_Records to use_
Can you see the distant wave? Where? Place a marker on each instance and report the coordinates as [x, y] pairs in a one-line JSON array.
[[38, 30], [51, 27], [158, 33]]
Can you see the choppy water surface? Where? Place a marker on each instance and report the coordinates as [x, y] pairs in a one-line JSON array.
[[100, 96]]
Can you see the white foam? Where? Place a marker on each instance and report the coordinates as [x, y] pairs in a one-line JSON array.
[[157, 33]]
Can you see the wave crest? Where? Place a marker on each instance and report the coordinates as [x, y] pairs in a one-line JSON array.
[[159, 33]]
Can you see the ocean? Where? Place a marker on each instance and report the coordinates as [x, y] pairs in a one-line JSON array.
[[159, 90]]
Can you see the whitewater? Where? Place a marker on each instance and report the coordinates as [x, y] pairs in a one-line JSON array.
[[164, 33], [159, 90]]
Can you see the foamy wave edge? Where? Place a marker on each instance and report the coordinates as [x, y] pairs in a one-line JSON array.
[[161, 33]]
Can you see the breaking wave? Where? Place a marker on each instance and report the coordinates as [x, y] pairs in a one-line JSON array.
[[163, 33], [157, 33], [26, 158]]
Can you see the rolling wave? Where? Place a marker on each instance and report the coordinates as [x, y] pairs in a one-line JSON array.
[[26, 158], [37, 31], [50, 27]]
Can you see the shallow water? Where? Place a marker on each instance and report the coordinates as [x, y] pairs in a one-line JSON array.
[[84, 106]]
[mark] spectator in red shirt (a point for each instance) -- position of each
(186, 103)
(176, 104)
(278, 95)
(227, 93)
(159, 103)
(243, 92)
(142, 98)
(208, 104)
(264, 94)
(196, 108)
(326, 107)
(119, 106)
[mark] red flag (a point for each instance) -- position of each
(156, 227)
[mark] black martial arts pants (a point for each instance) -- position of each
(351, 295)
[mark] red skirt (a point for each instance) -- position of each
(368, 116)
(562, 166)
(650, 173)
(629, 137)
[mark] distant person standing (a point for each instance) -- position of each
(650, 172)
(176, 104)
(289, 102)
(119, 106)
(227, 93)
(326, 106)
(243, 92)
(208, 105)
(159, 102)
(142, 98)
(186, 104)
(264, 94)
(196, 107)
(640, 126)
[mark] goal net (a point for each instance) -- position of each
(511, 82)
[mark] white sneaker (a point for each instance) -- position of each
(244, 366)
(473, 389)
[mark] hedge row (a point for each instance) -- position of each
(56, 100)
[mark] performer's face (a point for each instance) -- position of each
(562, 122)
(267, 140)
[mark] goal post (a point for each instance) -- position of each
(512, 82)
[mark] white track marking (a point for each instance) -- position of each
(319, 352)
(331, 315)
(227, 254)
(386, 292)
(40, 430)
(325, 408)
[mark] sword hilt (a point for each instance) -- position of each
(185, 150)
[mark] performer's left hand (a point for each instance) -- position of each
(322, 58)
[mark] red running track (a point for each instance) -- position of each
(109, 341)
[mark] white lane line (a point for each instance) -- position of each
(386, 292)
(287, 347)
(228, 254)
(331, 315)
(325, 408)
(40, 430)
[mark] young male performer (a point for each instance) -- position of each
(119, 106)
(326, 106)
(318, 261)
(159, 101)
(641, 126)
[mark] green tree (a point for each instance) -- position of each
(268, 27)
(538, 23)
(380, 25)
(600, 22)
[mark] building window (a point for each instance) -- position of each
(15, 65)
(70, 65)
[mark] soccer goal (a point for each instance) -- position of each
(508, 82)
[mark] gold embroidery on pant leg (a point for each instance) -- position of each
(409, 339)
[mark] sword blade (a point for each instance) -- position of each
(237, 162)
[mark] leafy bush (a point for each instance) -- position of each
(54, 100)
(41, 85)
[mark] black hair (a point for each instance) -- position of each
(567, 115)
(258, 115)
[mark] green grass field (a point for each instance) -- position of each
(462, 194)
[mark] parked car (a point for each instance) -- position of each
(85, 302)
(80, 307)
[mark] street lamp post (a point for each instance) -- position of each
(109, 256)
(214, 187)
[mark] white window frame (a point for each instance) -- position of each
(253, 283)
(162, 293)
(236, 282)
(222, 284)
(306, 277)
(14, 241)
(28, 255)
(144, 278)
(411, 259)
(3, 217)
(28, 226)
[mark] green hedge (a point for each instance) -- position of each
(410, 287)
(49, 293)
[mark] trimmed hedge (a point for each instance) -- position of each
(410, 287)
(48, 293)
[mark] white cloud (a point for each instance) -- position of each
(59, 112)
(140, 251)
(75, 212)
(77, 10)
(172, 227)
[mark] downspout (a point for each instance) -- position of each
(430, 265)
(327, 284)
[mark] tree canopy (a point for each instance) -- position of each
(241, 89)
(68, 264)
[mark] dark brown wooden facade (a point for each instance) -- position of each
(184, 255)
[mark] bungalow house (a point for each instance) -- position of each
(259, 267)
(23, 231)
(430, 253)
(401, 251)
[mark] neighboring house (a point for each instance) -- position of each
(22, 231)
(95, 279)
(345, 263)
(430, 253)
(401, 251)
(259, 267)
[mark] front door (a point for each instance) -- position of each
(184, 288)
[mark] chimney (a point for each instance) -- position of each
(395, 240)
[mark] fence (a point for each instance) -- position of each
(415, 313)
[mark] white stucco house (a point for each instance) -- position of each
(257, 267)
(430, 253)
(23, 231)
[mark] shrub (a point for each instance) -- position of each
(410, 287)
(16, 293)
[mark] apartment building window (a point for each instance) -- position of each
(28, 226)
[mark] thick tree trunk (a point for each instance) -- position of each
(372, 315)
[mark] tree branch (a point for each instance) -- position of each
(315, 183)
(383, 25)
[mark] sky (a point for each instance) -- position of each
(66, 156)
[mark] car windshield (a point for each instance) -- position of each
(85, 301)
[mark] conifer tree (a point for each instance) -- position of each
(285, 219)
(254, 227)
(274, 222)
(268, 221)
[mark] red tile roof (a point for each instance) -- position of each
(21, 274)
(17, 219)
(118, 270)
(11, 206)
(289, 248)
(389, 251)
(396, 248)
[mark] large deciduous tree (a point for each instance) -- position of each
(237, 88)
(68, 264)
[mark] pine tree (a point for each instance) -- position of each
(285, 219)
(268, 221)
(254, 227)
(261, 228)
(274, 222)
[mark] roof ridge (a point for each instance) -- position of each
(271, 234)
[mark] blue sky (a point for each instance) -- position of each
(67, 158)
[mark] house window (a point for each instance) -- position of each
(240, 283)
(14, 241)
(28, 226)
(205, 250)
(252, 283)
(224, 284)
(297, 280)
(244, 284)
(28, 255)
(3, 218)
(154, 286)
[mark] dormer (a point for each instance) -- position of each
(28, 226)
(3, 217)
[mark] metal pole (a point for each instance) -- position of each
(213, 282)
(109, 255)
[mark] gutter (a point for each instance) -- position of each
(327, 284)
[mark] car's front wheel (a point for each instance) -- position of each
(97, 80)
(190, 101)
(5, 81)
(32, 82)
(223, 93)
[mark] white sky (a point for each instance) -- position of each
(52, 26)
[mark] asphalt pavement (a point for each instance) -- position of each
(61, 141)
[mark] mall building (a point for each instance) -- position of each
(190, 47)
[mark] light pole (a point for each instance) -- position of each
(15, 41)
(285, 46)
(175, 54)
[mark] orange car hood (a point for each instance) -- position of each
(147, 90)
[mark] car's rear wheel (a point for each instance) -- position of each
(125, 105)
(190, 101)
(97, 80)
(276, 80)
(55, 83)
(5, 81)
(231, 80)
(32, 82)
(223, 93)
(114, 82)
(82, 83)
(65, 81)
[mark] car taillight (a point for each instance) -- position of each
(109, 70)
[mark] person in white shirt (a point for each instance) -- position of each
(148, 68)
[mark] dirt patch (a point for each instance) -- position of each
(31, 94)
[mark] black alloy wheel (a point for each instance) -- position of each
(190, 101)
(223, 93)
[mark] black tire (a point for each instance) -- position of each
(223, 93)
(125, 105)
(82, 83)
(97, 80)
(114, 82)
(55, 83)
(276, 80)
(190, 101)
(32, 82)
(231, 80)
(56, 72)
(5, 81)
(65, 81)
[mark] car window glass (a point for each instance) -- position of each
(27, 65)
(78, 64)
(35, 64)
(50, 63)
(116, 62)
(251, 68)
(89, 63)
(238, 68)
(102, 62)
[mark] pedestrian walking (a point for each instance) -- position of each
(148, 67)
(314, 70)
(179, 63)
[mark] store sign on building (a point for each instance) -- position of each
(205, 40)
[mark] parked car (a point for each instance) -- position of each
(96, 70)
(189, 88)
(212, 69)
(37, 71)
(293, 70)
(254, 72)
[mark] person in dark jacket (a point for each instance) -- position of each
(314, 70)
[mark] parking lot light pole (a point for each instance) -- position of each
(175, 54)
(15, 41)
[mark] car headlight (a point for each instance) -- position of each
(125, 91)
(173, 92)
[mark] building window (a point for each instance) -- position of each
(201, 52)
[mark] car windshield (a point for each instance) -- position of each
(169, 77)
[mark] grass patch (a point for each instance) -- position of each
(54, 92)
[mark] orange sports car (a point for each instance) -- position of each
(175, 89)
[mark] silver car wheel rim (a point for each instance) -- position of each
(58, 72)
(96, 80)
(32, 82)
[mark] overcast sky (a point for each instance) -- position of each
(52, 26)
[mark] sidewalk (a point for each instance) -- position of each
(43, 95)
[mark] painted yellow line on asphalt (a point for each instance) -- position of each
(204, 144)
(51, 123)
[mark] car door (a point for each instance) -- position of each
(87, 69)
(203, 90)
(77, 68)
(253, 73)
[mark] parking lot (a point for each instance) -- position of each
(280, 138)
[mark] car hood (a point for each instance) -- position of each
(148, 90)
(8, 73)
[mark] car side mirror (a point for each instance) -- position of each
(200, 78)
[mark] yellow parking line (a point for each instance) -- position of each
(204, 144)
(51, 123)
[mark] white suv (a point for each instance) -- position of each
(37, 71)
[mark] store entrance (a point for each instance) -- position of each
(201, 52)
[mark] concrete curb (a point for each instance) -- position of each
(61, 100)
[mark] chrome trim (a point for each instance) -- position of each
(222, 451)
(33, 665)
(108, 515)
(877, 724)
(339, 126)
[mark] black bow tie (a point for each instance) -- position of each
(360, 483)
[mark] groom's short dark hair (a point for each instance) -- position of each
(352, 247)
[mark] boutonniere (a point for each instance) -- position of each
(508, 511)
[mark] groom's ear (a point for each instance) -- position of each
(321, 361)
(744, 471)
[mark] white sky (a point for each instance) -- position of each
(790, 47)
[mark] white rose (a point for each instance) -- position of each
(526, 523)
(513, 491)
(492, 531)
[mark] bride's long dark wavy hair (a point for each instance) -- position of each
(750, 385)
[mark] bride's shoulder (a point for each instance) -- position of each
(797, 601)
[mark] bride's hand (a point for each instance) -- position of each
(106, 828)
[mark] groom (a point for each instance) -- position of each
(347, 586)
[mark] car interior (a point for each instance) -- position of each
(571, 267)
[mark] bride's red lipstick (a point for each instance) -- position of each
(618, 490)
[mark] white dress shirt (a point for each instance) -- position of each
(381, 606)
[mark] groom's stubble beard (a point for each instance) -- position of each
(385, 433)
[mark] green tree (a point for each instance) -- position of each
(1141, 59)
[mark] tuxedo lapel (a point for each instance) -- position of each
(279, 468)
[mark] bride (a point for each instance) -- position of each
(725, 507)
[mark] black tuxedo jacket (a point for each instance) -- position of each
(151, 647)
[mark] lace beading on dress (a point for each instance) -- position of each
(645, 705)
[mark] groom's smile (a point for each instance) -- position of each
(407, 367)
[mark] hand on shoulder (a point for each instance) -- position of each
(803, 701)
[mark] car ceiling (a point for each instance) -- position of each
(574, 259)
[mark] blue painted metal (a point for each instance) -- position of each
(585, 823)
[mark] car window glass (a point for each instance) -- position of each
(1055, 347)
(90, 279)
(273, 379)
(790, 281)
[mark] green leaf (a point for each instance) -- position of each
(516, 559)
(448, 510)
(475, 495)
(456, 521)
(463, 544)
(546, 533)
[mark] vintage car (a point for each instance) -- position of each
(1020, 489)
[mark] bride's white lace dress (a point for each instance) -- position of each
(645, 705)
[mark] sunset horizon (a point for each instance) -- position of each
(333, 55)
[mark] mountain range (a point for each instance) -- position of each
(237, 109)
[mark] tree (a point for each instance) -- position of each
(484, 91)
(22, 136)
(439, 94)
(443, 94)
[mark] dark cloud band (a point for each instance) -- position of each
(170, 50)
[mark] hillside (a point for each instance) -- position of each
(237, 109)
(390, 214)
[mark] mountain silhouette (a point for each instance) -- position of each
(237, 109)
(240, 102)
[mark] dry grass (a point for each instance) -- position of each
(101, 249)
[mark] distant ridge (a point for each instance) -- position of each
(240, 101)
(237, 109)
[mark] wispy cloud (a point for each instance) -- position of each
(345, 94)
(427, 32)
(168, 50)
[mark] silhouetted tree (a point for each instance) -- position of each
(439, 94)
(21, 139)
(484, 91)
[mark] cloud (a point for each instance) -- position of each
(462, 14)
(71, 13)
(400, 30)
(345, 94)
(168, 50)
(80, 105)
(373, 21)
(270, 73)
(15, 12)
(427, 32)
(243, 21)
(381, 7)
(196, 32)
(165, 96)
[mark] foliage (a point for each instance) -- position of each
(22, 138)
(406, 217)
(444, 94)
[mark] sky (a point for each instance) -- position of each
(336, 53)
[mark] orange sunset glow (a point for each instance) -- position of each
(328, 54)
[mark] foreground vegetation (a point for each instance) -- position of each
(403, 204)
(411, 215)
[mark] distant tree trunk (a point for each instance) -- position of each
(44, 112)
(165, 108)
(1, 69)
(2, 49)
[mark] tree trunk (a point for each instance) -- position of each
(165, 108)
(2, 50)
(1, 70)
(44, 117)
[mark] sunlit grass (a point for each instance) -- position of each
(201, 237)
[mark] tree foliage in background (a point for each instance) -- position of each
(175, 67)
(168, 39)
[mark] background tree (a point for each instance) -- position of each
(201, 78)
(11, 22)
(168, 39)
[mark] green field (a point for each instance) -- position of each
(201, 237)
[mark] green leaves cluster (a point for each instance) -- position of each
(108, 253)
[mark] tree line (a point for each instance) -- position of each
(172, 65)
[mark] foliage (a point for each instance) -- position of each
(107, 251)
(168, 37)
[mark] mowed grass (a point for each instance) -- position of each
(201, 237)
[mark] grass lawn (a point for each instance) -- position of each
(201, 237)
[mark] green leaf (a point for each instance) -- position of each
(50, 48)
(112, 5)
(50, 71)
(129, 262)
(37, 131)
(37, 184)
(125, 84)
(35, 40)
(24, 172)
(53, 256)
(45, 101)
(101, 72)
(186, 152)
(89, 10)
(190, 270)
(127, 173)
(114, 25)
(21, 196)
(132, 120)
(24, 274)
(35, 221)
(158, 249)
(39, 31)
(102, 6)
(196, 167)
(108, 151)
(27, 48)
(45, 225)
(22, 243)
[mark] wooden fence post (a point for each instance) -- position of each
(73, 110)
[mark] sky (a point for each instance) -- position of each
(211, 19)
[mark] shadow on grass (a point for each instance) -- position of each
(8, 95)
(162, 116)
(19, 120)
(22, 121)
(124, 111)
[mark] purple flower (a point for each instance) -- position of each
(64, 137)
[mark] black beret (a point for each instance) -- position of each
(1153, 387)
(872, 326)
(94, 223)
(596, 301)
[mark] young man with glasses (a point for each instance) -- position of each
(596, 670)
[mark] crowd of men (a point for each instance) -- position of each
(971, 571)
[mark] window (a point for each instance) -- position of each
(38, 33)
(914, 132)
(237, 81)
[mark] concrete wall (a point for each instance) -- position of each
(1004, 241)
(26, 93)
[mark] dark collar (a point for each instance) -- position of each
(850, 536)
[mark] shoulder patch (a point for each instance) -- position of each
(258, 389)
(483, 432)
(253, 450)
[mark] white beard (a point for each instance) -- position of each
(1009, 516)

_What you are asked to do_
Repeat exactly the lines from the line containing "[mark] green leaves" through the end of the listing above; both boundary lines are part of the output.

_Finished exercise_
[mark] green leaves cluster (a point for each instance) -- position of each
(108, 253)
[mark] tree line (a point for each instance) -- position of each
(172, 65)
[mark] foliage (a point for each instance) -- position of each
(107, 251)
(168, 37)
[mark] mowed grass (a point for each instance) -- position of each
(201, 237)
[mark] grass lawn (a point for each instance) -- position of each
(201, 237)
[mark] green leaf (a point for each instance) -- position of each
(50, 48)
(112, 5)
(50, 71)
(129, 262)
(37, 131)
(37, 184)
(125, 84)
(35, 40)
(24, 172)
(53, 256)
(45, 101)
(101, 72)
(186, 152)
(89, 10)
(190, 270)
(127, 173)
(114, 25)
(21, 196)
(132, 120)
(24, 274)
(35, 221)
(158, 249)
(39, 31)
(102, 6)
(196, 167)
(108, 151)
(27, 48)
(45, 225)
(22, 243)
[mark] wooden fence post (a point for each instance) -- position of each
(73, 110)
[mark] sky (a point for each instance) -- position of each
(211, 19)
[mark] shadow on grass (a point for each instance) -- position of each
(8, 95)
(162, 116)
(19, 120)
(22, 121)
(124, 111)
[mark] purple flower (a point for each instance) -- position of each
(64, 137)
[mark] black beret (a point for each instance) -- position of each
(1153, 387)
(872, 326)
(94, 223)
(596, 301)
[mark] young man with glasses (a point for each instance) -- position of each
(596, 670)
[mark] crowd of men (a point for each instance) -- position of each
(971, 571)
[mark] window (a point for each instance) -- position of each
(38, 33)
(914, 132)
(237, 81)
[mark] concrete wall (a point for each instance) -- position of each
(1004, 241)
(26, 93)
[mark] dark collar (a point for each instance) -- position of each
(850, 536)
[mark] shoulder patch (a point for each instance) -- position of each
(258, 389)
(483, 432)
(253, 450)
[mark] white beard (a point for each instance) -- position of each
(1009, 516)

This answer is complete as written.